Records
--------------------------------------------------

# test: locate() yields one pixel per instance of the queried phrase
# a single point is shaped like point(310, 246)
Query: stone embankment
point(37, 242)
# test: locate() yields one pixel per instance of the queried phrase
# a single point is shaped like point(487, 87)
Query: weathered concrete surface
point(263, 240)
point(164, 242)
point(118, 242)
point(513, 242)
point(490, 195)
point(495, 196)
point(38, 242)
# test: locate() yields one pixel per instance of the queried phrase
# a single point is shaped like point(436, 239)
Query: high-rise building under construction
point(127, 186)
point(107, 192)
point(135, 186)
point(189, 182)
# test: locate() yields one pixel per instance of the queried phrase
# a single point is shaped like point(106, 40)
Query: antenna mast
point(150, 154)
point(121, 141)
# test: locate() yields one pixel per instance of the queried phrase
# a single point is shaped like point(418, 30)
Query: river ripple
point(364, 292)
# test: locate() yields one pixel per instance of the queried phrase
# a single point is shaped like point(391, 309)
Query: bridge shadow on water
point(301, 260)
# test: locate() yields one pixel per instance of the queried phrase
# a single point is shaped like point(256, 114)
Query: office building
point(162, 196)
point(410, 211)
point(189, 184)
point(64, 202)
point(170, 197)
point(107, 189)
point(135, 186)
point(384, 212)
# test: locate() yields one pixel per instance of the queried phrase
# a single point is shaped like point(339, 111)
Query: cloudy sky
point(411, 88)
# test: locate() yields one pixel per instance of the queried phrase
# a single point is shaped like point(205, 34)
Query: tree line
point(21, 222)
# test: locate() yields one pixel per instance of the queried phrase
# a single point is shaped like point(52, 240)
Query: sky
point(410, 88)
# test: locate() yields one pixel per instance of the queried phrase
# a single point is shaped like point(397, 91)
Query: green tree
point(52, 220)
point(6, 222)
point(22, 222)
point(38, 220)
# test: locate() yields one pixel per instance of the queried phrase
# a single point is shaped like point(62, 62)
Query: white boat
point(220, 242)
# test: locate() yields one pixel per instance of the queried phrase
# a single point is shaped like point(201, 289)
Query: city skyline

--------------------------------------------------

Update the rows above by changing every "Query" to "Prompt", leaving everything else as it is.

THE OUTPUT:
# test: locate() yields one pixel per instance of the queried phrase
# a single point is shaped like point(310, 246)
Prompt: stone embankment
point(37, 242)
# test: locate() yields one pixel per instance of the queried phrase
# a single point is shaped like point(487, 87)
Prompt: weathered concrete surface
point(263, 240)
point(164, 242)
point(118, 242)
point(513, 242)
point(490, 195)
point(495, 196)
point(38, 242)
# test: locate() yields one pixel per instance of the queried phrase
# a single point is shaped like point(436, 239)
Prompt: high-rise building under construction
point(127, 186)
point(107, 192)
point(135, 186)
point(189, 182)
# test: locate() yields one pixel per instance of the queried phrase
# a single point is shaped like point(106, 40)
Prompt: antenna mast
point(150, 154)
point(121, 141)
# test: locate() yields one pixel per instance of the queried phrase
# a single point is shaped like point(418, 30)
Prompt: river ripple
point(364, 292)
# test: locate() yields one pixel per instance of the queried phrase
# a single point is shaped like point(391, 309)
Prompt: bridge shadow on water
point(301, 260)
# test: locate() yields one pixel per instance of the queried phrase
# a single point is shaped like point(256, 114)
Prompt: office building
point(162, 196)
point(410, 211)
point(189, 184)
point(64, 202)
point(170, 197)
point(107, 189)
point(135, 186)
point(384, 212)
# test: locate() yields one pixel per instance of the queried phrase
# a single point is shaped like point(339, 111)
Prompt: cloudy sky
point(411, 88)
# test: locate() yields one pixel per instance of the queried phrase
# a single point is shaped like point(205, 34)
Prompt: tree line
point(21, 222)
# test: locate() yields one pixel per instance of the queried phrase
# a single point is shaped like point(52, 240)
Prompt: sky
point(410, 88)
# test: locate() yields one pixel per instance of the queried phrase
# a single point is shaped like point(397, 91)
Prompt: green tree
point(52, 220)
point(6, 222)
point(22, 222)
point(38, 220)
# test: locate() yields one pixel per instance of the queried phrase
# a single point is shaped like point(62, 62)
Prompt: white boat
point(220, 242)
# test: locate() yields one pixel per instance of the queried phrase
# a single point is shaped like point(201, 289)
Prompt: city skyline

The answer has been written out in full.